+++ RECORDS SUPPLIED +++
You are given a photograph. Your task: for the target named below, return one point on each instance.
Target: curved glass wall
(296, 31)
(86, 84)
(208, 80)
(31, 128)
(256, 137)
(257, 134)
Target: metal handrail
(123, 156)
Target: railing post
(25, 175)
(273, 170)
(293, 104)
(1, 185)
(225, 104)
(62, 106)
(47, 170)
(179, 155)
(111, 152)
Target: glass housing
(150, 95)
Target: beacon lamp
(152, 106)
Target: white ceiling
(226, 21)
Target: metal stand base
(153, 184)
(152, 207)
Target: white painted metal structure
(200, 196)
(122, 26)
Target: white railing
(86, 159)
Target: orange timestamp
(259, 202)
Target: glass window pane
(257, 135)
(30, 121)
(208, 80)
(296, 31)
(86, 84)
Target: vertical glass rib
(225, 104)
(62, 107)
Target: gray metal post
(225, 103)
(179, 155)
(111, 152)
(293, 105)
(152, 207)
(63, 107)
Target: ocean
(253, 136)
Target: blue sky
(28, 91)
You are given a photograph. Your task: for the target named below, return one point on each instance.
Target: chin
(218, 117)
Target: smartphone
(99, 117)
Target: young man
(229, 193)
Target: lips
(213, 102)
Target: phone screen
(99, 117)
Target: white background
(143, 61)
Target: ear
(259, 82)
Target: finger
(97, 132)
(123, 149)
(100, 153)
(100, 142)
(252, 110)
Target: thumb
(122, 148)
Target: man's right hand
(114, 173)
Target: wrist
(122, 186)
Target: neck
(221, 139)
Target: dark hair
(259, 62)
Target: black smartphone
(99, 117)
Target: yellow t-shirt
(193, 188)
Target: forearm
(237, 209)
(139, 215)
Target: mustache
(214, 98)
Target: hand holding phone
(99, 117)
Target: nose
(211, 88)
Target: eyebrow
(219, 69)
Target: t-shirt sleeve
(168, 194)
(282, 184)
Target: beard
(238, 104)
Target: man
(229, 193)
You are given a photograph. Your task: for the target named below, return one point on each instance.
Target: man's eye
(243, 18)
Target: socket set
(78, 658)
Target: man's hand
+++
EXERCISE: Return the full material exactly.

TASK ANSWER:
You are given a photograph. Your task: for the target named below, return one point on each instance.
Target: curved glass wall
(296, 31)
(86, 84)
(208, 80)
(31, 128)
(256, 137)
(257, 134)
Target: metal handrail
(123, 156)
Target: railing post
(25, 175)
(273, 170)
(293, 104)
(1, 185)
(225, 104)
(62, 106)
(47, 170)
(179, 155)
(111, 152)
Target: glass housing
(150, 95)
Target: beacon lamp
(152, 106)
Target: white ceiling
(226, 21)
Target: metal stand base
(153, 184)
(152, 207)
Target: white painted metal structure
(200, 196)
(122, 26)
Target: white railing
(86, 159)
Target: orange timestamp
(259, 202)
Target: glass window pane
(257, 135)
(30, 121)
(208, 80)
(296, 31)
(86, 84)
Target: vertical glass rib
(225, 104)
(62, 107)
Target: gray metal post
(225, 103)
(179, 155)
(111, 152)
(293, 105)
(152, 207)
(63, 107)
Target: ocean
(253, 136)
Target: blue sky
(28, 91)
You are given a photograph. Your task: for the target named below, return one point on each instance.
Target: chin
(218, 117)
Target: smartphone
(99, 117)
Target: young man
(229, 193)
Target: lips
(213, 102)
Target: phone screen
(99, 117)
Target: white background
(143, 61)
Target: ear
(259, 82)
Target: finger
(97, 132)
(123, 149)
(100, 153)
(100, 142)
(252, 110)
Target: thumb
(122, 148)
Target: man's right hand
(114, 173)
Target: wrist
(122, 186)
Target: neck
(221, 139)
Target: dark hair
(259, 62)
Target: black smartphone
(99, 117)
Target: yellow t-shirt
(193, 188)
Target: forearm
(237, 209)
(139, 215)
Target: mustache
(214, 98)
Target: hand holding phone
(99, 117)
Target: nose
(211, 88)
Target: eyebrow
(219, 69)
Target: t-shirt sleeve
(168, 194)
(282, 184)
Target: beard
(238, 104)
Target: man
(229, 193)
You are given a photograph. Your task: for the target named below, return one point on each instance.
Target: man's eye
(243, 18)
Target: socket set
(78, 658)
Target: man's hand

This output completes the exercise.